# Instructions to follow:
Could you pull out the stretch from the very start of the data through the line containing "positive clicks: (101, 164)", including that line, and copy it word for word?

(Dataset entries)
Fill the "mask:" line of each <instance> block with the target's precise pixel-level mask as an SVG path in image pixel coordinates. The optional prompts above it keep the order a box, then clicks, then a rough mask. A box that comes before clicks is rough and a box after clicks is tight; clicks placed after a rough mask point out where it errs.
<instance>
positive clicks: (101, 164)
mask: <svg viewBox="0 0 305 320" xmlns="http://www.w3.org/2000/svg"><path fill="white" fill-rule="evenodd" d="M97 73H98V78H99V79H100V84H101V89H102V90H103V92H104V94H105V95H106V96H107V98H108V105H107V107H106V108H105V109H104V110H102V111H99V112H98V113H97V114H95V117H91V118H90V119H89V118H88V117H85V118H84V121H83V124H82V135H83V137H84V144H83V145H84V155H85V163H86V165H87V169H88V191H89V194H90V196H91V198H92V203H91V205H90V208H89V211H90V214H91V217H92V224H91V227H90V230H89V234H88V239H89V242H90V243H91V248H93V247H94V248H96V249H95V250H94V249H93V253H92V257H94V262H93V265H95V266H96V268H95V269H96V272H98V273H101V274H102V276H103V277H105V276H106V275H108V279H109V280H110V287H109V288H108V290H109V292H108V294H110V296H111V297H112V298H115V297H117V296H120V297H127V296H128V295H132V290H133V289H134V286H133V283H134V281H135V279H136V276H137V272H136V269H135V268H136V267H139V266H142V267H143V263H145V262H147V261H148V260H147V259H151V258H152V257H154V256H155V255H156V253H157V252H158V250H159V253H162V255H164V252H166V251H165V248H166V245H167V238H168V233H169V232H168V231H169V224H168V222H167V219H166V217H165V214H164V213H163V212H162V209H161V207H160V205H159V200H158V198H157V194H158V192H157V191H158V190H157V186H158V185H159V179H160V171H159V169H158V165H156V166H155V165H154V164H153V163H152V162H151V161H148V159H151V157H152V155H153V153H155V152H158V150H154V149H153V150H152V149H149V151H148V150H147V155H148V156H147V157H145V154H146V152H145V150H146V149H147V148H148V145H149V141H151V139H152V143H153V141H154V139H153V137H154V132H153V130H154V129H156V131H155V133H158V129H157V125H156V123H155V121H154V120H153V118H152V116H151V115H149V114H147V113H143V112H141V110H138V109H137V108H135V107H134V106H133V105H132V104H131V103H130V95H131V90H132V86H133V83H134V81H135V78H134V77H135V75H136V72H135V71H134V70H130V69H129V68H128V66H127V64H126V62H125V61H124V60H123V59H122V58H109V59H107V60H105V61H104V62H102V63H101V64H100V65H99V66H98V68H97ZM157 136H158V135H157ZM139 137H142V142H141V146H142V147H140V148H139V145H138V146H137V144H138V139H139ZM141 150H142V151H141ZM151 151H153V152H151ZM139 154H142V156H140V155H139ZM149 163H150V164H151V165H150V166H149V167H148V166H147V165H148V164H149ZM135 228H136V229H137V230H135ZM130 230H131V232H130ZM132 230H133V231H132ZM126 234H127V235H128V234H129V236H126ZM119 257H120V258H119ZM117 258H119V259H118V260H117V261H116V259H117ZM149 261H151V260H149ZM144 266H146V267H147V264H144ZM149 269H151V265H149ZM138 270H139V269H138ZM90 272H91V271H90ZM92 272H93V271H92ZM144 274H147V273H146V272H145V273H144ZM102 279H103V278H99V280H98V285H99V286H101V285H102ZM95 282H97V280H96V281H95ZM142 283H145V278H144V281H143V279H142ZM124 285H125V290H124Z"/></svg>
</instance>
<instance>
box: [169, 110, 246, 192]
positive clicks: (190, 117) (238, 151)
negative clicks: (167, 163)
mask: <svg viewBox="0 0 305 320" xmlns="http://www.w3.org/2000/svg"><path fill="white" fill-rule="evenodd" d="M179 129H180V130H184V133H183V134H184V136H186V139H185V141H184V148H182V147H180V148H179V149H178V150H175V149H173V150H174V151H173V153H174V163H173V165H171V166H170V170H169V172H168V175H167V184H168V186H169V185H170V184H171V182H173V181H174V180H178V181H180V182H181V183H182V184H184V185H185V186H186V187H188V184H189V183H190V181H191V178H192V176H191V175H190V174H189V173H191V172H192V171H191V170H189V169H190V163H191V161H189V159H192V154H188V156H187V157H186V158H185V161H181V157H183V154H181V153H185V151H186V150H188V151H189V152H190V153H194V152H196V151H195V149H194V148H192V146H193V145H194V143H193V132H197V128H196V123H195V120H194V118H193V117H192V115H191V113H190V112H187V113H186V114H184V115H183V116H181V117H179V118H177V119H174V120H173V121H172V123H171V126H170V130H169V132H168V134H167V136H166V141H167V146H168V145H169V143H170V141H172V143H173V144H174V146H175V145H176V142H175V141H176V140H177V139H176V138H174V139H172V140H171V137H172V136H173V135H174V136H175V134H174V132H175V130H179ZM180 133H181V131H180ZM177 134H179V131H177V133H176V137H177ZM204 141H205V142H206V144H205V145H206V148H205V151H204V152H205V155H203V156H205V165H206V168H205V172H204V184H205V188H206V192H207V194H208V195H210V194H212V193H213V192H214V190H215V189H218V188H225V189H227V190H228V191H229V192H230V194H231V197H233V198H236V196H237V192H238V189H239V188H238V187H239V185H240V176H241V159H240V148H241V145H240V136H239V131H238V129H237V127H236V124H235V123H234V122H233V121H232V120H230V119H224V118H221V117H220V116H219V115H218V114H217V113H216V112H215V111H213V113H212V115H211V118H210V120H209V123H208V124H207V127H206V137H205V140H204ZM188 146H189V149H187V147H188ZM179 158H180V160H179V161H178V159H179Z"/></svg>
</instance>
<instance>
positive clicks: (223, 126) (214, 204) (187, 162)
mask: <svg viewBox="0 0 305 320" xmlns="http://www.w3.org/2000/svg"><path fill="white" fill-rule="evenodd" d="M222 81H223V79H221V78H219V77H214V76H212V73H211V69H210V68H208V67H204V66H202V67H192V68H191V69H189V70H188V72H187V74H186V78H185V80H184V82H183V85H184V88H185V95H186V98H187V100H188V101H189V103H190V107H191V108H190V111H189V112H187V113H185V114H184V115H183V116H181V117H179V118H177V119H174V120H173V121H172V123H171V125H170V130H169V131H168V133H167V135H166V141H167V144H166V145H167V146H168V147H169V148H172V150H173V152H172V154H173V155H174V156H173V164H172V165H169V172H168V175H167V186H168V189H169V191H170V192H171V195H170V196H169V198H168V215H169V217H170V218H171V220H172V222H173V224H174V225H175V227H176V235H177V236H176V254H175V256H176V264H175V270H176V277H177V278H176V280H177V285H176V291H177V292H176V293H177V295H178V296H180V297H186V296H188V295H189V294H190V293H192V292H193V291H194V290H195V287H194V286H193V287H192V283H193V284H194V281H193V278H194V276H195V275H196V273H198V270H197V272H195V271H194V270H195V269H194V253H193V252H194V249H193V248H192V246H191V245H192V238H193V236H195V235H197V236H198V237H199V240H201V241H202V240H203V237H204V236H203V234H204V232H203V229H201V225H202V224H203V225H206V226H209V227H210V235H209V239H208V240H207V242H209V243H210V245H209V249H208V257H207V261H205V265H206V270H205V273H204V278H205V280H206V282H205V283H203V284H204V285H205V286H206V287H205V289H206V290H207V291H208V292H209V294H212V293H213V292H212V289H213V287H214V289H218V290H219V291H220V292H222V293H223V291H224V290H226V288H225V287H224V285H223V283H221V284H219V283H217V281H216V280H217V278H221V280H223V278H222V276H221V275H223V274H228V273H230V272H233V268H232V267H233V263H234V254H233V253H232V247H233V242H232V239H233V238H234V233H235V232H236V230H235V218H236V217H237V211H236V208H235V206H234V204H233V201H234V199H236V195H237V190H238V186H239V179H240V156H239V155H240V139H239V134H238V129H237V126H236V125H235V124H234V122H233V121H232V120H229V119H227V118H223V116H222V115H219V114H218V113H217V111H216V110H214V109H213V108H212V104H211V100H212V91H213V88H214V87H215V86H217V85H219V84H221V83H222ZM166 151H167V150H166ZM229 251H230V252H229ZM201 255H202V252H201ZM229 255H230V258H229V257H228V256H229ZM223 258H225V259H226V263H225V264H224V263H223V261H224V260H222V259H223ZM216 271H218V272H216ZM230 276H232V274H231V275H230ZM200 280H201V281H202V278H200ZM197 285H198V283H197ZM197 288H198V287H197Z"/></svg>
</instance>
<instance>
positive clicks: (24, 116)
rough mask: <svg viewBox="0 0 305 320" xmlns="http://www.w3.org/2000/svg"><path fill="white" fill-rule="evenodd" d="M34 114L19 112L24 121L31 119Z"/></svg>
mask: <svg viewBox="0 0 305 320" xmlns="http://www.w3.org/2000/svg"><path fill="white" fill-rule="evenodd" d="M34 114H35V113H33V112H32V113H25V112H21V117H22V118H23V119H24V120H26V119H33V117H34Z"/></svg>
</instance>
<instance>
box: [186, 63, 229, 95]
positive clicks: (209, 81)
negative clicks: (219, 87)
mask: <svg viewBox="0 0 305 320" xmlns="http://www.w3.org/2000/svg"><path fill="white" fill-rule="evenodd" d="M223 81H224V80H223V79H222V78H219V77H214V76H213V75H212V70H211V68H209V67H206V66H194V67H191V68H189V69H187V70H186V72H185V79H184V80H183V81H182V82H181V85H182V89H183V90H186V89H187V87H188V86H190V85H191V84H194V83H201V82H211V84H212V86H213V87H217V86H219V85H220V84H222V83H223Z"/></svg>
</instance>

# Output of the exercise:
Fill the "mask:" line of each <instance> block with the target's precise pixel-level mask as an SVG path in image pixel coordinates. The optional prompts above it keep the order a box, then clicks, then a rough mask. A box that comes before clicks is rough and a box after clicks is tight; clicks placed after a rough mask point out where it errs.
<instance>
positive clicks: (101, 164)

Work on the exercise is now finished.